--- DOCUMENT SEGMENT ---
Fourth Affirmative Defense - Right to Set-Off
Plaintiff moves to strike the Fourth Affirmative Defense on the ground that it does
not give Plaintiff sufficient notice of the basis for the defense. The Fourth Affirmative
Defense states “[p]laintiffs’ claims are, or may be, barred or diminished by Defendant’s right
to setoff and/or recoupment arising from defaults, deficiencies or otherwise.” There are
insufficient allegations in the pleadings suggesting a legal or factual basis for any such
defense. In addition, attempting to defend against such an ambiguous defense could be
prejudicial to Plaintiff. Moreover, as noted, Defendants has not responded to the motion to
articulate a legitimate basis for the defense. Accordingly, the Fourth Affirmative Defense is
hereby STRICKEN.
c.

--- DATASET ENTRIES ---
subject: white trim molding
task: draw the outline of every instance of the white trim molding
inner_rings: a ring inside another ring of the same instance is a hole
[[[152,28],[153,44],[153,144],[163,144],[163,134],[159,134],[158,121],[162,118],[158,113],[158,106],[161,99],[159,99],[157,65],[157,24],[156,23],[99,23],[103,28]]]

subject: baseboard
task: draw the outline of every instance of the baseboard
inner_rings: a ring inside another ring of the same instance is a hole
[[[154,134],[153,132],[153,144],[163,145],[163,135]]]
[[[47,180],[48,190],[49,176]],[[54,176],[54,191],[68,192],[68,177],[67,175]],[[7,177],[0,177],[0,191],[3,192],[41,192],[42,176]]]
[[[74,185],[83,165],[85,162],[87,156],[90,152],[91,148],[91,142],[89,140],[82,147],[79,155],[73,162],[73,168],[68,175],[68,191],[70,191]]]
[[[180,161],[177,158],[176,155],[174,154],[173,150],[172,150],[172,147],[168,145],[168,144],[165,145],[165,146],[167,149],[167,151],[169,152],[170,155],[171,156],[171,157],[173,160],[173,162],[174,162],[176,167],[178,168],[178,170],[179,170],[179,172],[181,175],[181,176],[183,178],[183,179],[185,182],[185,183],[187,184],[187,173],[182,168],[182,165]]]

--

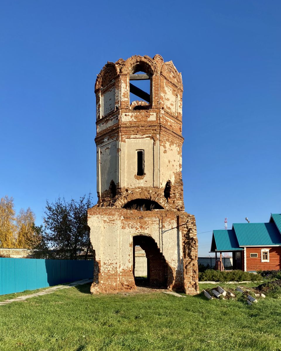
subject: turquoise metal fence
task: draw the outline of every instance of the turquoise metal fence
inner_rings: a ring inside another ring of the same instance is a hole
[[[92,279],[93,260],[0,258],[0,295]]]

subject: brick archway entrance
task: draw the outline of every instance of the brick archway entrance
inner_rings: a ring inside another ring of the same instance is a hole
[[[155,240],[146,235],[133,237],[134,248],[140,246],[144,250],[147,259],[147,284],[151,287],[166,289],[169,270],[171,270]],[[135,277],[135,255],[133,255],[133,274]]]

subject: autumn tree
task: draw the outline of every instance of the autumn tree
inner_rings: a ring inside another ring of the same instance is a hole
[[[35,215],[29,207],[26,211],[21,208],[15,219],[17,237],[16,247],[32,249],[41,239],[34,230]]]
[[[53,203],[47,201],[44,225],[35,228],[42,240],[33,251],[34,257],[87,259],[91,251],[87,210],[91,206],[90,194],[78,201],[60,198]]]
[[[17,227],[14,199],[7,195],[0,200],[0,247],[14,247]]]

...

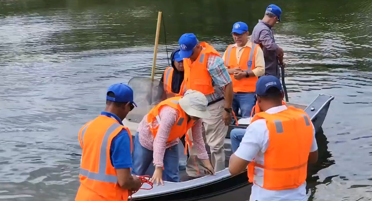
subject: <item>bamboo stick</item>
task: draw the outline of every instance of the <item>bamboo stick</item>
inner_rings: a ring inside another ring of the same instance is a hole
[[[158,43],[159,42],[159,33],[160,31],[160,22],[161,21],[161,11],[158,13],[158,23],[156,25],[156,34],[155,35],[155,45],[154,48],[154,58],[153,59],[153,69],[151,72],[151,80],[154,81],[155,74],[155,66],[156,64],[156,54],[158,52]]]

--- WHAT TO PRODUCE ---
From the ruling on the set-off defense, set down the passage starting with "Fourth Affirmative Defense - Right" and going on through "hereby STRICKEN.", word for word.

--- CORRECT OUTPUT ---
Fourth Affirmative Defense - Right to Set-Off
Plaintiff moves to strike the Fourth Affirmative Defense on the ground that it does
not give Plaintiff sufficient notice of the basis for the defense. The Fourth Affirmative
Defense states “[p]laintiffs’ claims are, or may be, barred or diminished by Defendant’s right
to setoff and/or recoupment arising from defaults, deficiencies or otherwise.” There are
insufficient allegations in the pleadings suggesting a legal or factual basis for any such
defense. In addition, attempting to defend against such an ambiguous defense could be
prejudicial to Plaintiff. Moreover, as noted, Defendants has not responded to the motion to
articulate a legitimate basis for the defense. Accordingly, the Fourth Affirmative Defense is
hereby STRICKEN.